I’m not sure at what point the new translated version of the site is considered complete enough that it can go live? And I can’t imagine what’s involved in updating all translated sites every time a PR is merged in the english version.

I tend to agree

Did a quick test this morning, it looks promising.
Could probably be usefull with video subtitles as well.

I’m not talking about running the docs through a translation service and then putting them up online, they would still be reviewed by human translators. The automatic translation step is for the translator. The average translator produces somewhere between 400 and 600 finished words per hour.

The entirety of the Redwood docs is about 53,000 words right now so if the models throw out gibberish 50% of the time you’d still save that person 53 hours of work. People argue about the accuracy numbers but like I said it varies language to language.

1 Like

Some more details on https://gitlocalize.com/

general workflow :
Each project has a team in which you have 3 roles available :

  • Admin
  • Moderator
  • Translator

A translator has access to a convenient user interface (a kind of git diff) to translate a particular file. Not all file formats are supported, markdown is, all along with JSON, HTML, YAML.

After translating a file, partially or totally, a translator can issue a “review request”. While there is at least one ongoing “review request”, the file is not editable anymore by other translators.

Then, a moderator review the request. He can start a discussion by adding comments and/or close the request review. Once a page is fully translated, a moderator has the possibility to issue a PR on the repository with the translated files. Apparently, it’s not possible to issue a PR on a file that is partially translated.

Finally, repository owner can deal with the pull request as usual.

Key points :

  • Nice UX for translators, virtually no entry barrier to start contributing. Only a github account is mandatory.

  • Process fully integrated to our usual GIT workflow. Relies on pull Request and support branching. This means we can start to translate the “twotorial” right now, not waiting for it to be merged on “main” branch.

  • No need to replicate entirely the whole website for each language (as it is the case in the React solution with subdomains). We just set where are living the translated files in the repository (like /translations/fr/). Only the translated files are kept in this directory.

  • Easy to monitor translation completion (+ badges)

  • Adhoc machine translator assistant is provided with a simple button. As underlined by @ajcwebdev It helps to speed-up the work for translators. Looked pretty accurate with French, still need a human touch to fully convey a fun-tone language.

Did not spot any advantage for a person to be officially granted the translator role, a part being listed on the team. Maybe there is a setting somewhere to prevent an “unofficial” translator to be able to issue a review request.

France is #31 while Italy is #36, seems accurate :smile:

China being #40, a Chinese translation would be nice for sure.
I remember, at our very first meeting, someone offered to help with Chinese translations.

Here’s an abridged version of Gatsby’s contributing guide for translation.

▶ [The tasks]:
(1) Duplicate the thread about translating the docs from "Did not spot" to "nice for sure.".
(2) According to the thread about translating the docs, is each statement true? (a) Markdown is a supported file format. (b) A moderator can issue a PR on a partially translated file. (c) A GitHub account is the only requirement for contributing. For each, give yes or no and quote the words of the thread that decide it.
(3) In the thread about translating the docs, how many words are in the entirety of the Redwood docs?
The records after the thread about translating the docs are separate material.

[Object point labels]

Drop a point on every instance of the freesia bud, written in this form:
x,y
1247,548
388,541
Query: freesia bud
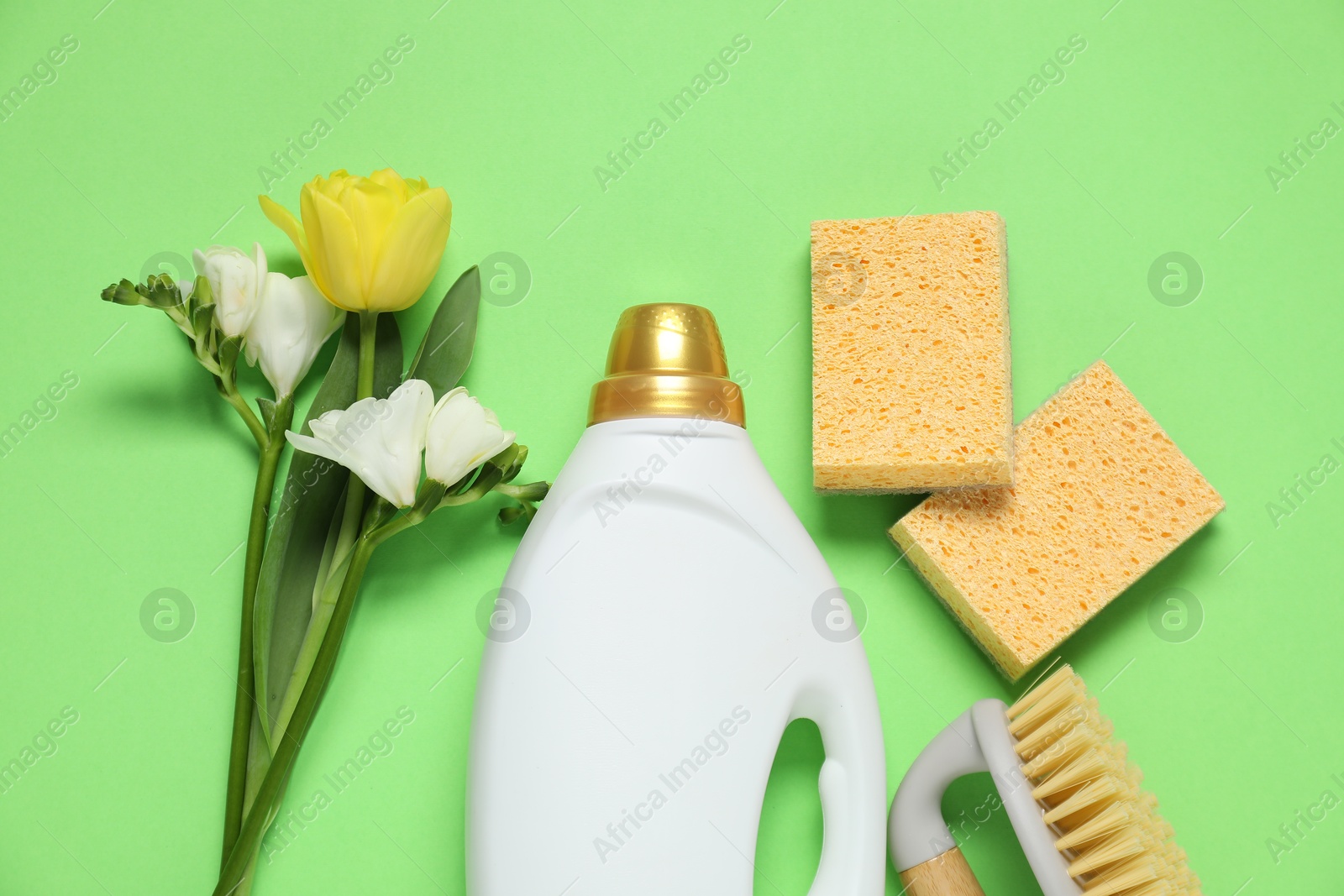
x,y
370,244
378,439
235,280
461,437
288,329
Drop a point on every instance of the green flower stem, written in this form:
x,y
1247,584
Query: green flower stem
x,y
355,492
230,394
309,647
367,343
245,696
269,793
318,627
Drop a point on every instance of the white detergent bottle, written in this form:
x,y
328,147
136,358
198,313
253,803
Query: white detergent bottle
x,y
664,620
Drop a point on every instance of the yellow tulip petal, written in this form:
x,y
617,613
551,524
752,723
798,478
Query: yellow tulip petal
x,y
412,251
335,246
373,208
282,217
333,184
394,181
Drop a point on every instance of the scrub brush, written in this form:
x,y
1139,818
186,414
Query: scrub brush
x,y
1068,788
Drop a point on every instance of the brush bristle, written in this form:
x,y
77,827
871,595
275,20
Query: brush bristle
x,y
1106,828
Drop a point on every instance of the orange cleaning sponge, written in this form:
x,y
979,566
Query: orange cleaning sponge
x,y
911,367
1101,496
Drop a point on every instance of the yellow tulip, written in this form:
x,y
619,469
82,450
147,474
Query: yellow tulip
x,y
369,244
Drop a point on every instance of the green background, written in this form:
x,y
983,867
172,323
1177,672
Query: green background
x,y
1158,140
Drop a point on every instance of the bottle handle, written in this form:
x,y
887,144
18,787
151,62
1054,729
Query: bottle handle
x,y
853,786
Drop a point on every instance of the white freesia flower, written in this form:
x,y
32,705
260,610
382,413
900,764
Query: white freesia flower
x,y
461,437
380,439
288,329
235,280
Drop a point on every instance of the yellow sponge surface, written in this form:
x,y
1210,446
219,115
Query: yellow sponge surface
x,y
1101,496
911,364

▶ [Exercise solutions]:
(1)
Did not spot any advantage for a person to be officially granted the translator role, a part being listed on the team. Maybe there is a setting somewhere to prevent an “unofficial” translator to be able to issue a review request.

France is #31 while Italy is #36, seems accurate :smile:

China being #40, a Chinese translation would be nice for sure.

(2)
(a) Yes: "Not all file formats are supported, markdown is, all along with JSON, HTML, YAML."
(b) No: "Apparently, it’s not possible to issue a PR on a file that is partially translated."
(c) Yes: "Only a github account is mandatory."

(3) About 53,000 words.